*Exercise*.
Present the following data again exactly as it is shown.

-- Start Material to process --

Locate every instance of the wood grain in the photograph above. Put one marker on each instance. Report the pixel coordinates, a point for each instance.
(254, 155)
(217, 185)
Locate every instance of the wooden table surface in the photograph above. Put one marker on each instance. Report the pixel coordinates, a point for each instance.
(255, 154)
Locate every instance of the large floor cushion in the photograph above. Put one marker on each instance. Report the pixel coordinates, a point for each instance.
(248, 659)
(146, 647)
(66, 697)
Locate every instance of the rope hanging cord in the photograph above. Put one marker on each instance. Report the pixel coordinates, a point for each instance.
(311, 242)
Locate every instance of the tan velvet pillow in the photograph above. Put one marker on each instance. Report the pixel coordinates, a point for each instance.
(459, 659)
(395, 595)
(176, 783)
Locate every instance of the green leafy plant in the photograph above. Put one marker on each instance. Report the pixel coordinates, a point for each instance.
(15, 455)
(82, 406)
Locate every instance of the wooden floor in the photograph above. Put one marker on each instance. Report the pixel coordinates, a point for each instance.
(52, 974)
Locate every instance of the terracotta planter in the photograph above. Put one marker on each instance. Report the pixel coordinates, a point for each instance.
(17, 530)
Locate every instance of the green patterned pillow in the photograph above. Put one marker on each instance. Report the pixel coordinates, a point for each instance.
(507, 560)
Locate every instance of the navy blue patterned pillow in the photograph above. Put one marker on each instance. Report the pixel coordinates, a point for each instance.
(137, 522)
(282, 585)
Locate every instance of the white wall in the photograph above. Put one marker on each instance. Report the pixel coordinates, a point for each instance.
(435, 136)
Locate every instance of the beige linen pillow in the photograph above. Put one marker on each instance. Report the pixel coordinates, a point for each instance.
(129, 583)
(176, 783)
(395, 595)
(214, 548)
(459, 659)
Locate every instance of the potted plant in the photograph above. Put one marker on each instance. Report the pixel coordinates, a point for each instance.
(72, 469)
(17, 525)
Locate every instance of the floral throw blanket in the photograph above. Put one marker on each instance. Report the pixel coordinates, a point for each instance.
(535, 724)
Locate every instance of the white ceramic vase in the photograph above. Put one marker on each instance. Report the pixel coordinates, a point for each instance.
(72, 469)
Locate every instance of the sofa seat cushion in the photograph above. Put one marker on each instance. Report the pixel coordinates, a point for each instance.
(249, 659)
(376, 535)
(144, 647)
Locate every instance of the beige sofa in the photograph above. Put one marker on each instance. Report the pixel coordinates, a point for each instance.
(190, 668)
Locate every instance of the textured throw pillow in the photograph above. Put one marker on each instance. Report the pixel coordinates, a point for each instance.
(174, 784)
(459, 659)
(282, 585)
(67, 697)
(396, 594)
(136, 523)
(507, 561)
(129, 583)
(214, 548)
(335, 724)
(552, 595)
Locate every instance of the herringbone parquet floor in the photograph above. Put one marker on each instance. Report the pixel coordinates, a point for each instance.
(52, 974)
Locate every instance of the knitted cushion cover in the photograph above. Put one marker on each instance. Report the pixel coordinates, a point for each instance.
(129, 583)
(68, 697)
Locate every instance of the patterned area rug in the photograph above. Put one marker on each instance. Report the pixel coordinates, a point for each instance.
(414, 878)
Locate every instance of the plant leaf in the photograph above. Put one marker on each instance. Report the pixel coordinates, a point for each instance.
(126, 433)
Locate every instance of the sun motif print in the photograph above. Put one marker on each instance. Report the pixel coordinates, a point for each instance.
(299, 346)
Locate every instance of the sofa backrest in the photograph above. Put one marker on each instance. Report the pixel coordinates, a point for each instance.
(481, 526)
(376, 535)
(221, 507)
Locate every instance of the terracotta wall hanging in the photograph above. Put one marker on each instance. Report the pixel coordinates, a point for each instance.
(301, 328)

-- End Material to process --

*Output of the task*.
Locate every instance of the wood grain in the photograph above. Put one marker on each instance. Report the pixel coordinates, a point for each instance.
(254, 155)
(217, 185)
Locate every instance of the wooden table surface in the photograph above. Put one marker on each instance. Report the pixel coordinates, a point for each instance.
(255, 154)
Locate every instance of the large floor cushion in the photograph above. Put one marker on each instance. Report the pixel coordinates, a point for each instance.
(248, 659)
(146, 647)
(66, 697)
Locate every instance of the rope hanging cord in the photograph above. Put one marker on each instance. Report the pixel coordinates, a point for each instance.
(311, 242)
Locate every instance of the tan velvet pillow in the photograph above. Put one marker on each instance. Report the pixel coordinates, a point for each instance.
(459, 659)
(395, 595)
(176, 783)
Locate every instance of the green leafy plant in the photograph above. Put one marker on each instance. Report the pixel coordinates, a point for each instance.
(15, 455)
(82, 406)
Locate every instance of the wooden floor in the photograph above. Put one marker on each instance. Report the pixel coordinates, a point for each instance.
(52, 974)
Locate every instance of the terracotta planter in the photograph above. Put one marker on each instance. Report the pixel coordinates, a point for each instance.
(17, 530)
Locate every instance of the green patterned pillow in the photograph above. Put one marker on each instance. Report the pixel coordinates, a point for each instance.
(507, 560)
Locate every instance of the navy blue patterned pillow in the photograph above. Put one marker on each instance. Report the pixel coordinates, a point for each instance.
(137, 522)
(282, 585)
Locate every instance of the white wall in the photograph above. Put one marker on each instance. Report the pixel coordinates, a point for each instance.
(435, 136)
Locate every instance of the beige linen pillow in the photograph above. Put one marker on each instance. Report the pixel coordinates, a point for each instance.
(129, 583)
(176, 783)
(395, 595)
(214, 548)
(459, 659)
Locate every instance of the potted plant in the photograph above. Put one marker on each instance. Report the pixel coordinates, a point for each instance.
(72, 469)
(17, 525)
Locate every instance of the floral throw blanket in the photograph above. Put one marker on each instance. Report the pixel coordinates, a point for each instance.
(535, 724)
Locate every instance of the white ceramic vase in the photograph above. Put one marker on each instance. Report the pixel coordinates, a point for each instance.
(72, 469)
Locate every instance of the sofa seat cushion in the photograph above. Put one marker on each instance. Report the pixel coordinates, a point for each instance.
(249, 659)
(376, 535)
(144, 647)
Locate every instance of the beige sofa in the photograph above. Put one marker on each instance. Report the pixel coordinates, a point for each instance.
(190, 668)
Locate every instance of the textured throw pillow in the photograph above. Put one marker on each instance. Report the pixel coordinates, a point for each instance.
(174, 784)
(459, 659)
(282, 585)
(67, 697)
(396, 594)
(136, 523)
(507, 561)
(129, 583)
(214, 548)
(335, 724)
(552, 595)
Locate every instance of the herringbone parquet floor in the photograph above. Put one marker on each instance. Report the pixel coordinates, a point for each instance.
(52, 974)
Locate every instance of the knitted cushion cover in the photograph above. Put one marker on each instance. Report the pixel coordinates, a point for each instance.
(129, 583)
(68, 697)
Locate every instance of the patterned area rug in the photograph above. Put one marker on each instance. Report the pixel coordinates, a point for each instance.
(414, 878)
Locate every instance of the plant leaf in the photograph above. Put one marker on each instance. Report the pixel coordinates, a point for each instance.
(126, 433)
Locate every instance of the sun motif print in the photograph above. Put one marker on each instance. Report the pixel coordinates, a point for each instance.
(299, 346)
Locate every instance of the sofa backrest in the photograph above. Put one marker on each instance. Report the pixel coordinates, a point for each instance.
(481, 526)
(376, 535)
(221, 507)
Locate every instance of the terracotta wall hanging in the photograph above. Put one marker on each instance. Report the pixel coordinates, a point for each instance.
(301, 328)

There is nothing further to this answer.